### [SOURCE TEXT]

Closely held videogame maker Kabam says it is now worth $700 million, based on a recent private transaction that allowed employees to sell $38.5 million of common stock.

None of the money will go to the San Francisco-based company itself, which says it has $50 million in the bank. Kabam expects to notch revenues of more than $300 million this year, up from more than $180 million in 2012.

Kabam CEO Kevin Chou said he believes Kabam’s 700 employees should benefit from the value they’re creating as the company continues to grow.

“In the last 12 months, Kabam has launched North America’s most successful game publishing and platform business, bringing over 20 high quality titles to market,” he said in a prepared statement. “Our talented employees are the ones making these efforts so successful.”

A Kabam spokesman declined to discuss any plans for the company to go public, though Chou has in the past said he expects an IPO by the end of 2014. One of its closest competitors, King, has begun hiring bankers for an IPO.

Kabam’s success contrasts with that of Zynga, whose founder Mark Pincus recently decided to hand the CEO job to Microsoft veteran and leader of the group that makes the Xbox videogame console, Don Mattrick. The move was celebrated by Zynga investors, who were unnerved a string of disappointing quarterly earnings reports.

Analysts say Zynga has been too slow to transition its business to mobile devices and away from reliance on social networking websites, where sales growth has slowed.

Kabam began that transition two years ago, and in December said only 30% of its revenues now come from Facebook customers.

### [EXERCISE 1]
Reproduce the portion of the Kabam article starting at "Analysts say Zynga" and ending at "growth has slowed.".
### [EXERCISE 2]
Pick up the article on Kabam's valuation where it stops and carry it forward.
The material that follows has no connection to the article on Kabam's valuation.

### [MATERIAL PROVIDED]
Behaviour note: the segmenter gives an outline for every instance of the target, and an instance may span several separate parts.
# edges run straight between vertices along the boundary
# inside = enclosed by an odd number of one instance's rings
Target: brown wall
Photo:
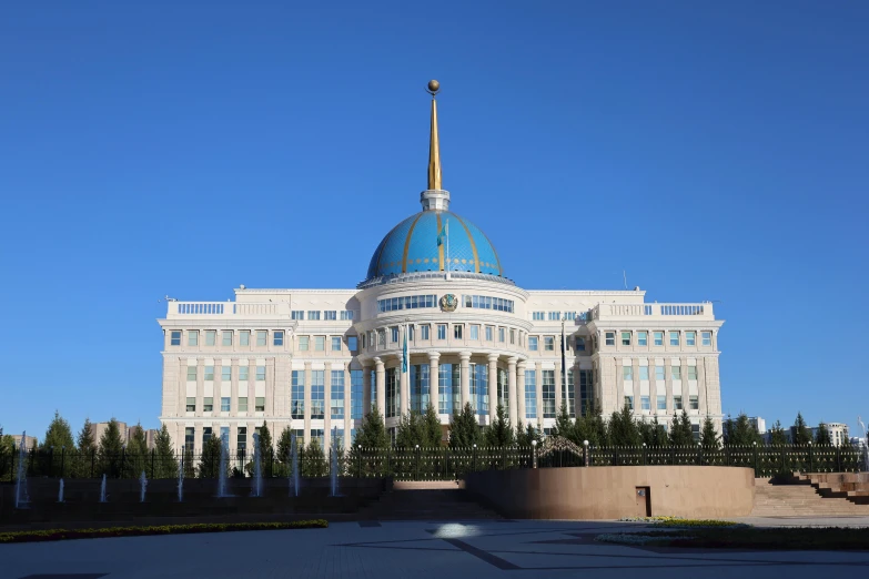
[[[535,468],[468,474],[465,489],[517,519],[617,519],[643,515],[637,487],[649,487],[653,516],[746,517],[755,499],[750,468],[625,466]]]

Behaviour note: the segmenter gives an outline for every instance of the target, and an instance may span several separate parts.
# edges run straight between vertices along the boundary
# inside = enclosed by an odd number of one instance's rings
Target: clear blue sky
[[[431,78],[519,285],[721,301],[725,412],[869,418],[866,3],[139,4],[0,8],[7,431],[156,427],[165,294],[353,287]]]

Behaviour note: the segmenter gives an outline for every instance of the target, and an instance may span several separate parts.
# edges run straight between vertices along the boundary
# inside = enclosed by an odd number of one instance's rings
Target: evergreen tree
[[[112,418],[109,420],[109,426],[100,437],[100,448],[97,451],[97,457],[100,461],[100,474],[105,474],[115,478],[121,477],[123,470],[123,453],[121,429],[118,425],[118,420]]]
[[[438,448],[444,438],[444,429],[441,428],[441,417],[430,403],[423,416],[423,440],[426,448]]]
[[[471,403],[449,420],[449,448],[471,448],[479,440],[479,423]]]
[[[513,447],[516,444],[516,436],[509,425],[509,418],[501,404],[495,409],[495,420],[483,433],[483,444],[496,448]]]
[[[718,430],[715,429],[715,423],[709,415],[703,423],[703,430],[700,430],[700,443],[703,444],[704,451],[711,453],[721,448],[720,436]]]
[[[424,428],[422,415],[416,410],[407,410],[398,419],[398,427],[395,430],[395,446],[405,449],[414,449],[416,445],[425,446]]]
[[[153,478],[178,478],[175,451],[172,448],[172,437],[169,435],[166,425],[161,426],[160,431],[154,437]]]
[[[797,420],[794,423],[794,444],[807,445],[811,440],[811,430],[806,426],[802,419],[802,413],[797,413]]]
[[[818,446],[830,446],[832,445],[832,438],[830,437],[830,430],[827,428],[827,425],[821,423],[818,425],[818,434],[815,437],[815,444]]]

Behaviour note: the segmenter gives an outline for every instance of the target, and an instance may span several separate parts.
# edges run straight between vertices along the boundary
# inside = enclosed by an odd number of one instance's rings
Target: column
[[[498,405],[498,355],[488,355],[488,424],[495,421]]]
[[[332,363],[327,362],[323,372],[323,451],[329,457],[332,448]]]
[[[518,420],[522,420],[525,423],[527,420],[526,416],[526,409],[525,409],[525,362],[519,362],[516,365],[516,396],[517,396],[517,412],[518,412],[518,419],[516,424],[519,424]]]
[[[375,388],[377,395],[377,412],[381,417],[386,419],[386,368],[381,358],[374,358],[375,365]]]
[[[371,414],[371,366],[362,366],[362,416]]]
[[[438,352],[428,353],[428,399],[432,400],[432,406],[438,414],[441,413],[439,359]]]
[[[464,409],[465,405],[471,402],[471,353],[469,352],[459,353],[458,359],[461,360],[461,368],[462,368],[462,376],[461,376],[462,409]],[[473,407],[474,404],[472,403],[471,406]]]
[[[305,362],[305,446],[311,444],[311,363]]]
[[[518,416],[519,400],[516,397],[516,362],[518,358],[512,356],[507,358],[507,395],[509,396],[509,425],[516,428],[516,416]]]

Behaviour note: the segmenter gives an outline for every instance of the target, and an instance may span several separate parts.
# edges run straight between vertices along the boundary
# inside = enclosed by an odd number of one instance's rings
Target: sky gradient
[[[869,418],[869,6],[0,8],[0,425],[159,426],[159,299],[353,287],[451,209],[526,288],[718,301],[725,413]],[[862,362],[861,362],[862,360]]]

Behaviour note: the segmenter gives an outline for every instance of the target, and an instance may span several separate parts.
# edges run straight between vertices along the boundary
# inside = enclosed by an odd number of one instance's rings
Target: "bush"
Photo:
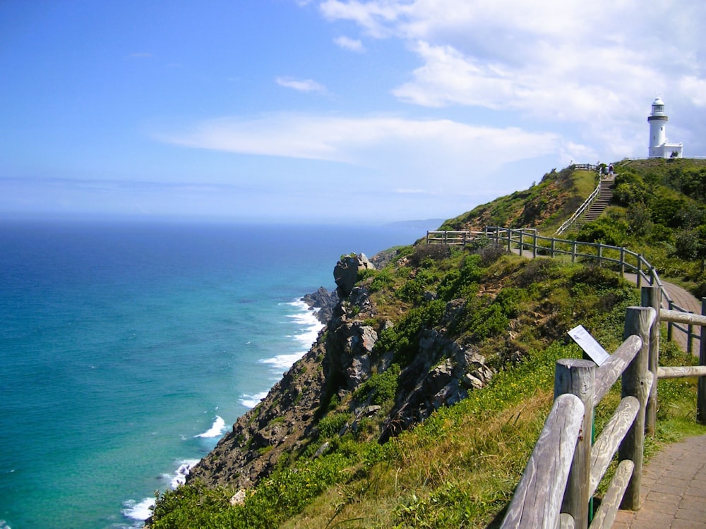
[[[409,255],[409,264],[417,267],[425,260],[441,261],[448,259],[451,255],[451,249],[445,244],[420,244],[414,248]]]
[[[393,364],[385,371],[373,373],[366,380],[359,389],[359,395],[366,398],[369,396],[370,403],[382,406],[385,402],[394,400],[397,395],[400,365]]]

### [TASK RESPONSE 1]
Analysts say Zynga has been too slow to transition its business to mobile devices and away from reliance on social networking websites, where sales growth has slowed.

### [TASK RESPONSE 2]
The company, which was founded in 2006 and makes products like “The Fast & Furious 6: The Game,” a racing title based on a movie, offers players access to its products for free. Kabam makes its money by selling virtual items inside the game, such as digital weaponry or other enhancements to improve a player’s gameplay, a business model similar to Zynga.

Unlike that social gaming pioneer, however, Kabam has been able to successfully expand its business to mobile devices, reducing its reliance on social networking websites like Facebook to reach customers. As a result, Kabam said, has been steadily shifting its business away from social networking websites such as Facebook, which was instrumental in popularizing the free-to-play model in the U.S.

Kabam said seven of its titles bring in more than $1 million per month in gross profits, and that one of its most popular franchises, a fantasy-strategy game called “Kingdoms of Camelot,” has grossed more than $200 million in less than four years.

Kabam’s last funding round in May 2011, which raised $85 million, was completed at a valuation of $525 million. Kabam’s investors include Google Ventures, Warner Brothers, MGM, Intel and others.